EXERCISE TASK - Format everything from the line containing "point: palm tree trunk" down to the line containing "column 103, row 677", both included, as a Markdown table with the columns No. and Line, skipping any blank lines.

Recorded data
** begin **

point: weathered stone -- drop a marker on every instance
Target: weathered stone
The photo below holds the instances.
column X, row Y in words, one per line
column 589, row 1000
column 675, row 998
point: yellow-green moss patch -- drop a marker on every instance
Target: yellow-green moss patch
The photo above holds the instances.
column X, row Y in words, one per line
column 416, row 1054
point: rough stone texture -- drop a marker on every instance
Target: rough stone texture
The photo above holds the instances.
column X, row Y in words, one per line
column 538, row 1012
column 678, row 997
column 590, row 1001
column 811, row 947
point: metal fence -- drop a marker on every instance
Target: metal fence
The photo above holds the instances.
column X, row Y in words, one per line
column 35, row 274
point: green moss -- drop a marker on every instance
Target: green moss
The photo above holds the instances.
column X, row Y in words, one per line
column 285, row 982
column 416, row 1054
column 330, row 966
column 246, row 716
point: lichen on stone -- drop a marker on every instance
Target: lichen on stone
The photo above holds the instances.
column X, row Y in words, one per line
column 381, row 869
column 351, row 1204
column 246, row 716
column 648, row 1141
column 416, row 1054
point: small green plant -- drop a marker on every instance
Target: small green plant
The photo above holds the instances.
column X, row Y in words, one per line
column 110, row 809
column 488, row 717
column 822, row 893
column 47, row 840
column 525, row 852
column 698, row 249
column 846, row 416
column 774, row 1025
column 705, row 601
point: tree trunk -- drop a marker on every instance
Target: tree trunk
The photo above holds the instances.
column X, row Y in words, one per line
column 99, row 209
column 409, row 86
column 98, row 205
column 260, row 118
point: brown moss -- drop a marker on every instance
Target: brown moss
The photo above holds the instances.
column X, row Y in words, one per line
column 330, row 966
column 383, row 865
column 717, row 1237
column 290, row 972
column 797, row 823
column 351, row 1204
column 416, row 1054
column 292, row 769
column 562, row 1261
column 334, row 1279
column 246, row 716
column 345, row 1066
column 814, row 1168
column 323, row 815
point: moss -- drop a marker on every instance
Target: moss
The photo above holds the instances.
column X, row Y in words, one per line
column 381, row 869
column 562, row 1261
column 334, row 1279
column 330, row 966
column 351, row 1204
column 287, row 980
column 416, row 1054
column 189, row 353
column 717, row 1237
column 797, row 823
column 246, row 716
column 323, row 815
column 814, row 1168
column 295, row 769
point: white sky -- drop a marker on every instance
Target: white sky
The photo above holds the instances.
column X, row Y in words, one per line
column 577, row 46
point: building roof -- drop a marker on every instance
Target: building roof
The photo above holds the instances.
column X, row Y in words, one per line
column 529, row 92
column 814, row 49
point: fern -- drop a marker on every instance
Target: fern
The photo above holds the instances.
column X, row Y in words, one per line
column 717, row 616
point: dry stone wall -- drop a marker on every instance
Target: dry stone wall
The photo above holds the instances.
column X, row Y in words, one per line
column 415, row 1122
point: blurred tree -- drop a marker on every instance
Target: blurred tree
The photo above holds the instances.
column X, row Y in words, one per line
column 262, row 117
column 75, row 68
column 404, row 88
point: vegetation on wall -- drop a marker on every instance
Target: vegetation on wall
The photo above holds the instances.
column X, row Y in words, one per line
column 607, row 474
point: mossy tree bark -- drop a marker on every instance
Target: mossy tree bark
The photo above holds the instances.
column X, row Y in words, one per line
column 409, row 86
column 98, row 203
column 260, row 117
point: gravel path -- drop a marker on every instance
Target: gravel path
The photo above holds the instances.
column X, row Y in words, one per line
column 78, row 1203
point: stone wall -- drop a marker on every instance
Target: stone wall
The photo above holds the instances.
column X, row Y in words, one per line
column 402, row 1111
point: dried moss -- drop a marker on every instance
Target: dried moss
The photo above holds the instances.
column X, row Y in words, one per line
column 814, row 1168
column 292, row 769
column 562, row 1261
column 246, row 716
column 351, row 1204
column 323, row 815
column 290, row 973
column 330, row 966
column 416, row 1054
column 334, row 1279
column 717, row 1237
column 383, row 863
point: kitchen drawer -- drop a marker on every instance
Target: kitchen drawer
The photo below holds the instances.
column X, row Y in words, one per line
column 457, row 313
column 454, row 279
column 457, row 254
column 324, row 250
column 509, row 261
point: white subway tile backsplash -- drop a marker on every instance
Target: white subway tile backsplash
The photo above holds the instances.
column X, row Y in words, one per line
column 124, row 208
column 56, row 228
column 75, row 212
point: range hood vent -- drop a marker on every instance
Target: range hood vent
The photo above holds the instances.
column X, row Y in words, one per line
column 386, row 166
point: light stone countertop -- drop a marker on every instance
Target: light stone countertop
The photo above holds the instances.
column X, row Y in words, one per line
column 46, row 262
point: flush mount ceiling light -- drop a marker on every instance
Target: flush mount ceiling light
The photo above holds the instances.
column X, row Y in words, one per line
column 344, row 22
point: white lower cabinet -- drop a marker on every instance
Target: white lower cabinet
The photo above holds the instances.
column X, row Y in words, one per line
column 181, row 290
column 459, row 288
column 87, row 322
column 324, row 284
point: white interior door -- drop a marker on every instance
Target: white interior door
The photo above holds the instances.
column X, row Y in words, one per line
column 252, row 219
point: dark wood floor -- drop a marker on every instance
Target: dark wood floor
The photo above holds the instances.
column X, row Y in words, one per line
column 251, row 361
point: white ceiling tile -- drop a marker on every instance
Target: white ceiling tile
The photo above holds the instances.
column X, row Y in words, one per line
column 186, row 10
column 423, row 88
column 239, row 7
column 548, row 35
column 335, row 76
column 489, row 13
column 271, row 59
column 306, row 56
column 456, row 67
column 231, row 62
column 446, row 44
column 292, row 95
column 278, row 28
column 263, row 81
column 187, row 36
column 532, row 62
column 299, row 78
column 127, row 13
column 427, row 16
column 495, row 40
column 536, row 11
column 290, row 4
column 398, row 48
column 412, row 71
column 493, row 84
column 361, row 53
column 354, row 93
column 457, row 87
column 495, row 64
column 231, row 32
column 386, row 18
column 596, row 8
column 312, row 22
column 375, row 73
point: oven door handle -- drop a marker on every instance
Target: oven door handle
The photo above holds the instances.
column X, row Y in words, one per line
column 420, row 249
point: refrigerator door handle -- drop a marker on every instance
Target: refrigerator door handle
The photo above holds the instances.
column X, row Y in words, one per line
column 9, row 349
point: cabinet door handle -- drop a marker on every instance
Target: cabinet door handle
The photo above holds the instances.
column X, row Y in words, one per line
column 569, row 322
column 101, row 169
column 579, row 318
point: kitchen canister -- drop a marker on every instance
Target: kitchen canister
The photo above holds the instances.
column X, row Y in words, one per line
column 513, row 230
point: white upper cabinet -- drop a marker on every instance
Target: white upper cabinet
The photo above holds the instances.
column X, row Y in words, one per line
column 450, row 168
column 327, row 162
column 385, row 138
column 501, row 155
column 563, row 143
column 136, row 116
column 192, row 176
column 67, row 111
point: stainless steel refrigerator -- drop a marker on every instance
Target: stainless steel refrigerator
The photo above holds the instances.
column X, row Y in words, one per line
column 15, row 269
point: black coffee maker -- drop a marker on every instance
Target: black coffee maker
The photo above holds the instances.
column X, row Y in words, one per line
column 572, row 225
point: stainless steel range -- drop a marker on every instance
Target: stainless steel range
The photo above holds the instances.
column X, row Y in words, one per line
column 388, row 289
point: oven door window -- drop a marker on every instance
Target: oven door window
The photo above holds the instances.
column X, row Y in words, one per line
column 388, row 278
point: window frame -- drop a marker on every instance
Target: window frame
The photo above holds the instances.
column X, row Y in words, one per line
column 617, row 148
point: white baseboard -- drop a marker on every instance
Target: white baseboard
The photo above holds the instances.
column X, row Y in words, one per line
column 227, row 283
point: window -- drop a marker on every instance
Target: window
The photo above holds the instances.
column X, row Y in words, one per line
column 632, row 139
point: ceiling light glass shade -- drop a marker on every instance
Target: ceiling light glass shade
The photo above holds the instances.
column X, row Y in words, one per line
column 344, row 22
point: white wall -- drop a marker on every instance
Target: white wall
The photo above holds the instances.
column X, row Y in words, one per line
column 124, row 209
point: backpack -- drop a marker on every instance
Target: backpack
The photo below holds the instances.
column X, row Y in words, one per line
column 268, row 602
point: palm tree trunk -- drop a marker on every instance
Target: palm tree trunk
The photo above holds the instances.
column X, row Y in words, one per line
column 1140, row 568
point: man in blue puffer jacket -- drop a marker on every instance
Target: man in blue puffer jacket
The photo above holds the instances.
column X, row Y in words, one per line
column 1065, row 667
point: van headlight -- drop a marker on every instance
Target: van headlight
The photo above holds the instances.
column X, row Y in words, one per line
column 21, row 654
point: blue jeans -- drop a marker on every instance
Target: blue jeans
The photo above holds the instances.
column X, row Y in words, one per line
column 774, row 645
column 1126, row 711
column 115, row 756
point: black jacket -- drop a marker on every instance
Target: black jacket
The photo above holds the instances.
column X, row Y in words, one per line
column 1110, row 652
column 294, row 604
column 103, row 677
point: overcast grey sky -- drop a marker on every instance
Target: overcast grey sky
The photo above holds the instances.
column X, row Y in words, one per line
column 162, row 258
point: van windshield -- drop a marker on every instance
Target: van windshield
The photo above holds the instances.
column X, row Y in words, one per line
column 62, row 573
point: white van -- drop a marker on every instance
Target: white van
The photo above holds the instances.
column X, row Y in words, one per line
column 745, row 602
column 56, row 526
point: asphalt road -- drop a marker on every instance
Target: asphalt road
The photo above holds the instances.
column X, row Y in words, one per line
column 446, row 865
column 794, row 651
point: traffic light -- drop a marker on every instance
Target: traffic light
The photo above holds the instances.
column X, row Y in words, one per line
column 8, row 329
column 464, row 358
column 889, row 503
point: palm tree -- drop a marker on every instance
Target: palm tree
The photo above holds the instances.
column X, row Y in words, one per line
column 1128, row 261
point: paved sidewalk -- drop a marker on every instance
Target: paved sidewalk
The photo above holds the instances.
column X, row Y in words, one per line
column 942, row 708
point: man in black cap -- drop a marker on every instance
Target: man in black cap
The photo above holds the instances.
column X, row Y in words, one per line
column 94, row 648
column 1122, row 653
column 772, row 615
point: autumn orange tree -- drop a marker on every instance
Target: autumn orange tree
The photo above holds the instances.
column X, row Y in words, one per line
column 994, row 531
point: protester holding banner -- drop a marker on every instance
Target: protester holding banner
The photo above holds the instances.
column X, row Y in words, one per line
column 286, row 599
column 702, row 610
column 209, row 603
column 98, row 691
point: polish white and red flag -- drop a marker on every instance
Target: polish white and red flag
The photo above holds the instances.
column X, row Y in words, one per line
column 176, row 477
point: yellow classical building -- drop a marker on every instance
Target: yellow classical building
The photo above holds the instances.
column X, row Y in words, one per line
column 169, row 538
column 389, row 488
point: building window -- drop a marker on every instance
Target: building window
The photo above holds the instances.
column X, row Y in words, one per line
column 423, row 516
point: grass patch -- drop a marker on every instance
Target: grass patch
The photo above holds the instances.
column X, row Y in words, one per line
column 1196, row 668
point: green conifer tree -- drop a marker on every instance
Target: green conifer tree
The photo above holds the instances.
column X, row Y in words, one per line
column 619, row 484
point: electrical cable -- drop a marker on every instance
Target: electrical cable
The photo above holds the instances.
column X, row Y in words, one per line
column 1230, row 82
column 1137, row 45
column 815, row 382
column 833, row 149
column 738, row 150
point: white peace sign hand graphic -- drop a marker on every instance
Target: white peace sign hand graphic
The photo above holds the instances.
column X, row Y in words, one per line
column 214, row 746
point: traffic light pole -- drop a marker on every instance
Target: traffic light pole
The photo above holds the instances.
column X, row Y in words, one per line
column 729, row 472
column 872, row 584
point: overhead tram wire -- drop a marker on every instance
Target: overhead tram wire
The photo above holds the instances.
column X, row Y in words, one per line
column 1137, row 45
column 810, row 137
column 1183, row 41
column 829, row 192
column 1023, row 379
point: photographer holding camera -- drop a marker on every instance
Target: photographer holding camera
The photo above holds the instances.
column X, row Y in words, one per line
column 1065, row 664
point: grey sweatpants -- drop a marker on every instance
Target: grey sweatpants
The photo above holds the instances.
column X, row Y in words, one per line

** end **

WRITTEN RESPONSE -
| No. | Line |
|---|---|
| 1 | point: palm tree trunk -- drop a marker on every instance |
| 2 | Target: palm tree trunk |
| 3 | The photo above holds the instances. |
| 4 | column X, row Y in words, one per line |
| 5 | column 1140, row 568 |
| 6 | point: man in blue puffer jacket -- drop a marker on every instance |
| 7 | Target: man in blue puffer jacket |
| 8 | The photo above holds the instances. |
| 9 | column X, row Y in words, one per line |
| 10 | column 1065, row 667 |
| 11 | point: van headlight -- drop a marker on every instance |
| 12 | Target: van headlight |
| 13 | The photo above holds the instances. |
| 14 | column X, row Y in words, one per line |
| 15 | column 21, row 654 |
| 16 | point: blue jeans -- drop a marker on every instance |
| 17 | Target: blue jeans |
| 18 | The photo above holds the instances. |
| 19 | column X, row Y in words, one per line |
| 20 | column 774, row 645 |
| 21 | column 1126, row 711 |
| 22 | column 115, row 756 |
| 23 | point: black jacket -- drop a marker on every instance |
| 24 | Target: black jacket |
| 25 | The photo above holds the instances. |
| 26 | column X, row Y in words, one per line |
| 27 | column 1110, row 652 |
| 28 | column 294, row 604 |
| 29 | column 103, row 677 |